#### Work request:
Only the lines below from the one containing "Target: stitched seam on sleeve" to the one containing "Target: white cumulus cloud" should be repeated, both included and unchanged.

(Data excerpts)
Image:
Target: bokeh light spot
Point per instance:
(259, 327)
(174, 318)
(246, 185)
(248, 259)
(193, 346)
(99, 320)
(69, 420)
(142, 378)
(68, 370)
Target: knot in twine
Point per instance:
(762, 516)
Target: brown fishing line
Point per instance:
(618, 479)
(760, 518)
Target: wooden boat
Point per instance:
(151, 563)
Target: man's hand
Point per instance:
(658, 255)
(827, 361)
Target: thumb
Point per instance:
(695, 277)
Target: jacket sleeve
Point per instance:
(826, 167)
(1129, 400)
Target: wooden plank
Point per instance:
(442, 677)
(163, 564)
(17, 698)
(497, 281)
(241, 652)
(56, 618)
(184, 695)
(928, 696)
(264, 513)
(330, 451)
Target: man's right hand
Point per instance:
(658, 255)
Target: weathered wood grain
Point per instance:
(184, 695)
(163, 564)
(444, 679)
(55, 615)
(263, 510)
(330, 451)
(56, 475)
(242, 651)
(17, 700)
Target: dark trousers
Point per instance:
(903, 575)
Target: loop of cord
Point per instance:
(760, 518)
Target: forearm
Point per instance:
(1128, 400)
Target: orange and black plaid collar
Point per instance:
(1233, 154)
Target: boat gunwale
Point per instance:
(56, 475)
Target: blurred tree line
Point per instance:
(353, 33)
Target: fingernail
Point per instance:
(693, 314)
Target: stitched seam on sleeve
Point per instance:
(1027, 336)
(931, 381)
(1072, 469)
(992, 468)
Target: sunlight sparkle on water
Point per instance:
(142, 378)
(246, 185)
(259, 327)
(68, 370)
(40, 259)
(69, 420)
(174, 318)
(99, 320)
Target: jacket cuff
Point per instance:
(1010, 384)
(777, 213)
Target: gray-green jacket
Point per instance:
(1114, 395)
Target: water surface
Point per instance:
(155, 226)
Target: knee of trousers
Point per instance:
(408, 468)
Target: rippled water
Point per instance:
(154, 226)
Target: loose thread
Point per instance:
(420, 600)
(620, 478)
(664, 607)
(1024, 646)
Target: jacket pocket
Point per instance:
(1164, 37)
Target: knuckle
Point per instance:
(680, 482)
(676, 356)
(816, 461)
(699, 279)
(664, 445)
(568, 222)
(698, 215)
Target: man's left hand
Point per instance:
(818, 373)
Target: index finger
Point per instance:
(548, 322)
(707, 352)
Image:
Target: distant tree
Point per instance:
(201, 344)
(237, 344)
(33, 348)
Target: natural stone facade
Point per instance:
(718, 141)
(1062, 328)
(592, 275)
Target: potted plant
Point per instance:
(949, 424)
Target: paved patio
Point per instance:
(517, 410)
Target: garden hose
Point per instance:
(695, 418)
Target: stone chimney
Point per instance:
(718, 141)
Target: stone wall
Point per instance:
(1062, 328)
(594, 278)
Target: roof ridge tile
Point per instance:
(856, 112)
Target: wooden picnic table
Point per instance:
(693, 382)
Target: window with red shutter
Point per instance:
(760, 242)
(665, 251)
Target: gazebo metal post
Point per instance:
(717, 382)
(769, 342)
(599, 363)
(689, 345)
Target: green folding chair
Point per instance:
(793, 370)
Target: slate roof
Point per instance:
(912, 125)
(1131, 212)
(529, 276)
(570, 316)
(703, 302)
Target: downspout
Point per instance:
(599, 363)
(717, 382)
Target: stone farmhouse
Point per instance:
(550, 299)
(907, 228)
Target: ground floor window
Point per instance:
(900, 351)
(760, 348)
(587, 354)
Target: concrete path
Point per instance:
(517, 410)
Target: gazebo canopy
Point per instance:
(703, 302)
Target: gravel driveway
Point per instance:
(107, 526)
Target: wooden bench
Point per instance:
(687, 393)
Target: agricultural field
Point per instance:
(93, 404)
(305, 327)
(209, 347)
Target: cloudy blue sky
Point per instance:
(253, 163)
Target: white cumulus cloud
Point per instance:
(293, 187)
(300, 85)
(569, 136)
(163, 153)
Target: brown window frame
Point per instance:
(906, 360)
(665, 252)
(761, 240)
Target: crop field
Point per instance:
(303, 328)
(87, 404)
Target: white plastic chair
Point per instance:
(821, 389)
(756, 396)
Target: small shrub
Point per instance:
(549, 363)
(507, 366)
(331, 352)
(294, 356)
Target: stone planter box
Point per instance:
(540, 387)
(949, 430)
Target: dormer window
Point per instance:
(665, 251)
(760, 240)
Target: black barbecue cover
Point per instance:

#### Result for this task:
Target: stitched seam on sleeve
Point per instance:
(1027, 336)
(931, 381)
(1072, 469)
(992, 468)
Target: sunlight sparkle on water
Point per instance:
(142, 378)
(246, 185)
(259, 327)
(68, 370)
(40, 259)
(69, 420)
(174, 318)
(99, 320)
Target: jacket cuff
Point per instance:
(1010, 384)
(777, 213)
Target: gray-green jacket
Point per instance:
(1114, 395)
Target: water surface
Point per instance:
(155, 226)
Target: knee of trousers
Point per instance:
(408, 468)
Target: rippled water
Point per instance:
(154, 226)
Target: loose thread
Point per instance:
(420, 600)
(620, 478)
(664, 607)
(1024, 646)
Target: jacket pocket
Point per instance:
(1164, 37)
Target: knuckle
Point per instance:
(680, 482)
(676, 356)
(816, 461)
(699, 279)
(664, 445)
(568, 222)
(698, 215)
Target: man's left hand
Point per instance:
(818, 373)
Target: index finger
Point per instance:
(548, 322)
(707, 352)
Image:
Target: distant tree
Point per instance:
(201, 344)
(237, 344)
(33, 348)
Target: natural stone facade
Point per instance:
(718, 141)
(1062, 328)
(592, 275)
Target: potted plant
Point per instance:
(949, 424)
Target: paved patio
Point per instance:
(517, 410)
Target: garden hose
Point per instance:
(695, 418)
Target: stone chimney
Point per instance:
(718, 141)
Target: stone wall
Point per instance:
(1062, 328)
(594, 278)
Target: roof ridge tile
Point per instance:
(856, 112)
Target: wooden picnic table
Point per instance:
(693, 382)
Target: window with red shutter
Point per instance:
(760, 242)
(665, 251)
Target: gazebo metal post
Point per instance:
(717, 382)
(769, 342)
(599, 363)
(689, 345)
Target: green folding chair
Point per instance:
(793, 370)
Target: slate roof
Point per instance:
(912, 125)
(1131, 212)
(529, 276)
(570, 316)
(703, 302)
Target: downspout
Point per instance:
(599, 363)
(717, 382)
Target: stone farmhouse
Point per instance:
(550, 299)
(907, 228)
Target: ground floor window
Point per instance:
(900, 351)
(760, 348)
(587, 354)
Target: concrete path
Point per instance:
(517, 410)
Target: gazebo canopy
Point per instance:
(703, 302)
Target: gravel driveway
Point per instance:
(107, 526)
Target: wooden bench
Point per instance:
(687, 393)
Target: agricultural field
Point per instance:
(93, 404)
(305, 327)
(209, 347)
Target: cloudy blue sky
Point per instance:
(253, 163)
Target: white cumulus cloud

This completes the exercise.